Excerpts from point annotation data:
# # # # #
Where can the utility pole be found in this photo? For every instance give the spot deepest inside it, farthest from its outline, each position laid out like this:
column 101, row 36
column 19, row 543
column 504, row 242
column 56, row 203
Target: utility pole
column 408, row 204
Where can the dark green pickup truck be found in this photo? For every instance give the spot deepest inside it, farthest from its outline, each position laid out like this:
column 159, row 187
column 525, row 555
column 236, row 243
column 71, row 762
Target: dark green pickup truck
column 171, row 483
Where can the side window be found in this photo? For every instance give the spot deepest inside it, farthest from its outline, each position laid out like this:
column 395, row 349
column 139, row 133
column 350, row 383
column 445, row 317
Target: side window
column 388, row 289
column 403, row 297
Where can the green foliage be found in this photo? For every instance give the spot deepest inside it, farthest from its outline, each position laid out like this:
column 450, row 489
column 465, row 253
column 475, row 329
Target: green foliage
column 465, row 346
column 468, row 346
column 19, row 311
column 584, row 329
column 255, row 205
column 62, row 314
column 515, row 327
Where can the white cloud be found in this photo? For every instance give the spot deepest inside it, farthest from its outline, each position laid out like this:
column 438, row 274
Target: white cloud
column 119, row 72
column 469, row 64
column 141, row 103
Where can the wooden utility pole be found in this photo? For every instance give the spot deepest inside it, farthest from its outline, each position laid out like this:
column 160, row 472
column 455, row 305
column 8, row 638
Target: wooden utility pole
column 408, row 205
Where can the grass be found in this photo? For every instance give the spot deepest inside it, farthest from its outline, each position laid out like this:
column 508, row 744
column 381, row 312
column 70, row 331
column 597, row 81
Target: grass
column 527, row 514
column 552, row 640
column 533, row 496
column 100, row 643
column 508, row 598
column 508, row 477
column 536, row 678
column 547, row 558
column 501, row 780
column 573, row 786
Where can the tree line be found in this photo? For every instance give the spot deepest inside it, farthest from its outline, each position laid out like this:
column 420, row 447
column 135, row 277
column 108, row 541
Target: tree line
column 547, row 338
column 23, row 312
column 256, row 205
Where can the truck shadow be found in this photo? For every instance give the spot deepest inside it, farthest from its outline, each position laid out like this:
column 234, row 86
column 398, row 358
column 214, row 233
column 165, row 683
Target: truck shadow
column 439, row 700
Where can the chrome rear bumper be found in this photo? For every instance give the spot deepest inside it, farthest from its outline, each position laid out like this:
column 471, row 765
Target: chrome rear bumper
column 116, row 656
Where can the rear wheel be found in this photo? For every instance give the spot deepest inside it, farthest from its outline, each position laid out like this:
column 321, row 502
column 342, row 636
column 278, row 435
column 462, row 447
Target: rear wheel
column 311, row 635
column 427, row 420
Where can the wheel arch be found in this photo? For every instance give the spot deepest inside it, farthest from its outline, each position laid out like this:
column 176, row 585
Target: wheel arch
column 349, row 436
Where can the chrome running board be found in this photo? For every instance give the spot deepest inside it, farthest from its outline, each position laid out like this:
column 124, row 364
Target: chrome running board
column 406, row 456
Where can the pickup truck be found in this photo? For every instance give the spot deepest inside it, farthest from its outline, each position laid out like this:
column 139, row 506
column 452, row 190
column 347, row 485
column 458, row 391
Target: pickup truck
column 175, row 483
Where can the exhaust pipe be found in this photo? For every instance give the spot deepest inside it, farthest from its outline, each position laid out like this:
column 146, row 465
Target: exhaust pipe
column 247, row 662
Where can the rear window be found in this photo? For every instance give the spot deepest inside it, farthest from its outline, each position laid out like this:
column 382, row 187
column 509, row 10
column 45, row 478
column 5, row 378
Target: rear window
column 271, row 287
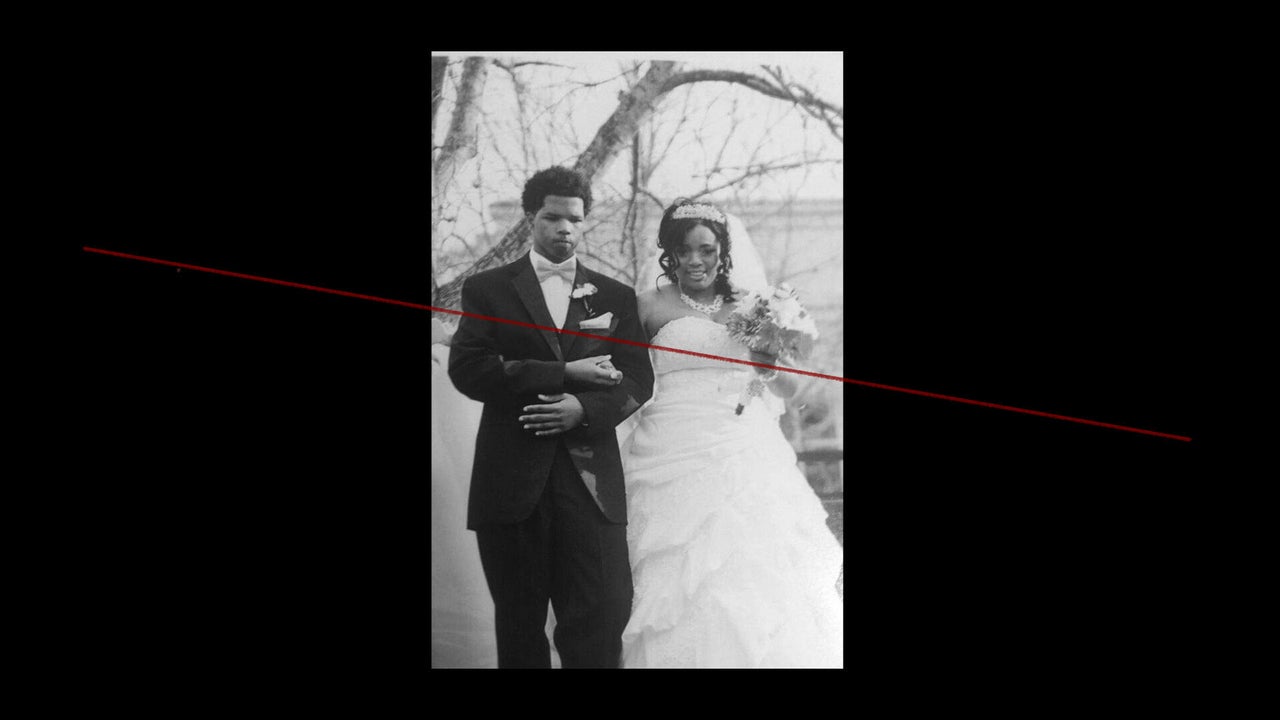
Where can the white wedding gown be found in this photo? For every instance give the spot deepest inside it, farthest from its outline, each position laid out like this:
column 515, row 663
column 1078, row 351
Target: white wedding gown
column 732, row 560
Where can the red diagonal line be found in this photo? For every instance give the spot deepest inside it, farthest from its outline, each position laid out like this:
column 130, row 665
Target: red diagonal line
column 798, row 372
column 510, row 322
column 242, row 276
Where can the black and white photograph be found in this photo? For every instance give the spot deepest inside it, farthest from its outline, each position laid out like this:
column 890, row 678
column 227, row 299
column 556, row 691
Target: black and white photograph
column 648, row 502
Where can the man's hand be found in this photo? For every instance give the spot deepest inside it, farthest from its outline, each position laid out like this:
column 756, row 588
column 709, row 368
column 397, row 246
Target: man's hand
column 766, row 358
column 561, row 414
column 593, row 372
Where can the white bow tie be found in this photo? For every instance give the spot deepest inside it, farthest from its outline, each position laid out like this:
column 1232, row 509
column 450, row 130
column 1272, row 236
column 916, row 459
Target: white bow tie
column 545, row 268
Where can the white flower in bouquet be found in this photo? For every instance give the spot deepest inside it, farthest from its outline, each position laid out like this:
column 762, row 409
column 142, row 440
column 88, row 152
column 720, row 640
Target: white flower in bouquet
column 773, row 323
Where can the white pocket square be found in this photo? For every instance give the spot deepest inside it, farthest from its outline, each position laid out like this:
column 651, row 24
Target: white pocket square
column 599, row 323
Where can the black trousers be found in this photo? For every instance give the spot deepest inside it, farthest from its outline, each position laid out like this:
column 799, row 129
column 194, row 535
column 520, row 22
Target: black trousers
column 568, row 554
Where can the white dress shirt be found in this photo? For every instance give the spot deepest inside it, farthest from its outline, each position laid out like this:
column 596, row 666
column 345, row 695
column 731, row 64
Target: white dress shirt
column 557, row 283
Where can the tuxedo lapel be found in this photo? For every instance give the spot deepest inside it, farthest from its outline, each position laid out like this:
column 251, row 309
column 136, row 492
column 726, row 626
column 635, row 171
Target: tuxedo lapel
column 530, row 292
column 576, row 311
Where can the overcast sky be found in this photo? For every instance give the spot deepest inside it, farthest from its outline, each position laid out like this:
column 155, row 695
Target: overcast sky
column 821, row 72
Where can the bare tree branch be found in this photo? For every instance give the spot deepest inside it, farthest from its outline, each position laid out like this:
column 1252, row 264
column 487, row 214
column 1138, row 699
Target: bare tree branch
column 780, row 89
column 760, row 171
column 511, row 67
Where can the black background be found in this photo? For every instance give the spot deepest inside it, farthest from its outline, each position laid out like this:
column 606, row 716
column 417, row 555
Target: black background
column 257, row 454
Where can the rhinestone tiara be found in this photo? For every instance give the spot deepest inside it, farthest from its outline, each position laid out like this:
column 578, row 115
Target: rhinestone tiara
column 699, row 212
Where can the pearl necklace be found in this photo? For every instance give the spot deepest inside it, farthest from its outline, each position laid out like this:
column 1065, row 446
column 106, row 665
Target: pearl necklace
column 707, row 309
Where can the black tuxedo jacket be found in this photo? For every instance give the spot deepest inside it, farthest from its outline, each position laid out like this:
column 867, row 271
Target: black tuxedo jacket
column 506, row 367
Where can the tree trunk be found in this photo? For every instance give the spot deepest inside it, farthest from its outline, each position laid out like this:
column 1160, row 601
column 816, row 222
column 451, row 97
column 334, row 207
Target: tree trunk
column 634, row 106
column 460, row 144
column 438, row 67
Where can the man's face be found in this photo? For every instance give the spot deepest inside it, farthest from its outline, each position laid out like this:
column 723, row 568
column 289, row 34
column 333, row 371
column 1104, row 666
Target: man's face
column 558, row 227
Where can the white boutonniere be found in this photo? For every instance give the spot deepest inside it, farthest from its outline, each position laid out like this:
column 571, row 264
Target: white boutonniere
column 583, row 291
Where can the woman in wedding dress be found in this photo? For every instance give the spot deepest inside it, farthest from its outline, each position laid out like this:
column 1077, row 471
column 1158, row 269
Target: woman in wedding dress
column 732, row 560
column 462, row 628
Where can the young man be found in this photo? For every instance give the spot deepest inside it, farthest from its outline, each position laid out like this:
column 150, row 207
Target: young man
column 547, row 497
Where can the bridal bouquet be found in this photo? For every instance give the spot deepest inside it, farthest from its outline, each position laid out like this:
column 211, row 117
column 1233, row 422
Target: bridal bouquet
column 773, row 323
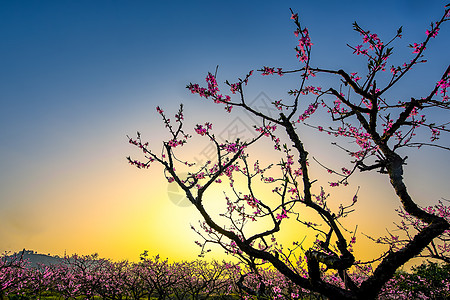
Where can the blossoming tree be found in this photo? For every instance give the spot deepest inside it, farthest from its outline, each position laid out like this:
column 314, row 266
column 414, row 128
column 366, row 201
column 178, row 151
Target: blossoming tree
column 378, row 126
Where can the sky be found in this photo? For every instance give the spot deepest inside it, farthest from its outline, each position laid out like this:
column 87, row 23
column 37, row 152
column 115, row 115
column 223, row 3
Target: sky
column 77, row 77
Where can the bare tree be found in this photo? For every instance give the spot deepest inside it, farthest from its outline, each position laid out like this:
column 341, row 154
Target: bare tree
column 361, row 112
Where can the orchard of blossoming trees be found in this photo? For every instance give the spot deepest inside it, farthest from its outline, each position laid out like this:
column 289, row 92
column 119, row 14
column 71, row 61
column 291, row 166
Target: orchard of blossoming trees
column 360, row 111
column 91, row 277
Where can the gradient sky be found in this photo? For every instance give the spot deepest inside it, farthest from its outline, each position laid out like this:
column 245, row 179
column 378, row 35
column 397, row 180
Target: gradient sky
column 77, row 76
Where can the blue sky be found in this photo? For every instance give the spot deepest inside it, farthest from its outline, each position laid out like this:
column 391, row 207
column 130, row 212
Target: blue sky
column 78, row 76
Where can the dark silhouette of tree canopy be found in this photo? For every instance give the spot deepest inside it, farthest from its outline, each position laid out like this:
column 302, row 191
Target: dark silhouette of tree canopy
column 360, row 111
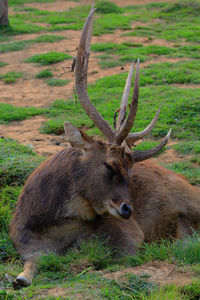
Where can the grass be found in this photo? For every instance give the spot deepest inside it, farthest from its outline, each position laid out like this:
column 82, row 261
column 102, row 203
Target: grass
column 17, row 162
column 75, row 274
column 44, row 74
column 21, row 45
column 180, row 108
column 2, row 64
column 183, row 16
column 188, row 147
column 11, row 77
column 127, row 52
column 187, row 170
column 48, row 58
column 9, row 113
column 182, row 252
column 148, row 145
column 57, row 82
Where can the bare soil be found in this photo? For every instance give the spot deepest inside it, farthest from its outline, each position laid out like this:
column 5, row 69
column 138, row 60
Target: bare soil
column 161, row 273
column 29, row 91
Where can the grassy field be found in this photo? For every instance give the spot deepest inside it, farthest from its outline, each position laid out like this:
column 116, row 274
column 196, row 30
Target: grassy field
column 165, row 35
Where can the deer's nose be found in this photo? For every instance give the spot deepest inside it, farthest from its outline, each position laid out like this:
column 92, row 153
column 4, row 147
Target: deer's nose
column 126, row 211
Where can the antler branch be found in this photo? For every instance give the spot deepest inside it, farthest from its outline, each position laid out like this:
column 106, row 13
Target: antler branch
column 132, row 137
column 81, row 79
column 143, row 155
column 121, row 136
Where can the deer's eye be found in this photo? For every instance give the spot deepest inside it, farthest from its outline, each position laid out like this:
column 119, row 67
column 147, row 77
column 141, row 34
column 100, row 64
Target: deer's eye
column 110, row 171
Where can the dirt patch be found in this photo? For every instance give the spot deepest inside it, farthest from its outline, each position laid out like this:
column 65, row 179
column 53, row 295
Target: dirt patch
column 29, row 91
column 137, row 2
column 56, row 6
column 27, row 133
column 161, row 273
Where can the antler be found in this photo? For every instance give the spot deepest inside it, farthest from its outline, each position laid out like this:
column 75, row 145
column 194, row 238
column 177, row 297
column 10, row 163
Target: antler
# # # # #
Update the listing lines starting at the line containing "Where can the deer's nose" and ending at the line containing "column 126, row 211" by replacing "deer's nose" with "deer's muzzle". Return only those lines, with nothing else changed.

Where can the deer's muzzle be found in this photo? For every instance give the spot deepest inside it, farthest from its outline, each position laid out like this:
column 92, row 153
column 4, row 147
Target: deer's muzzle
column 126, row 211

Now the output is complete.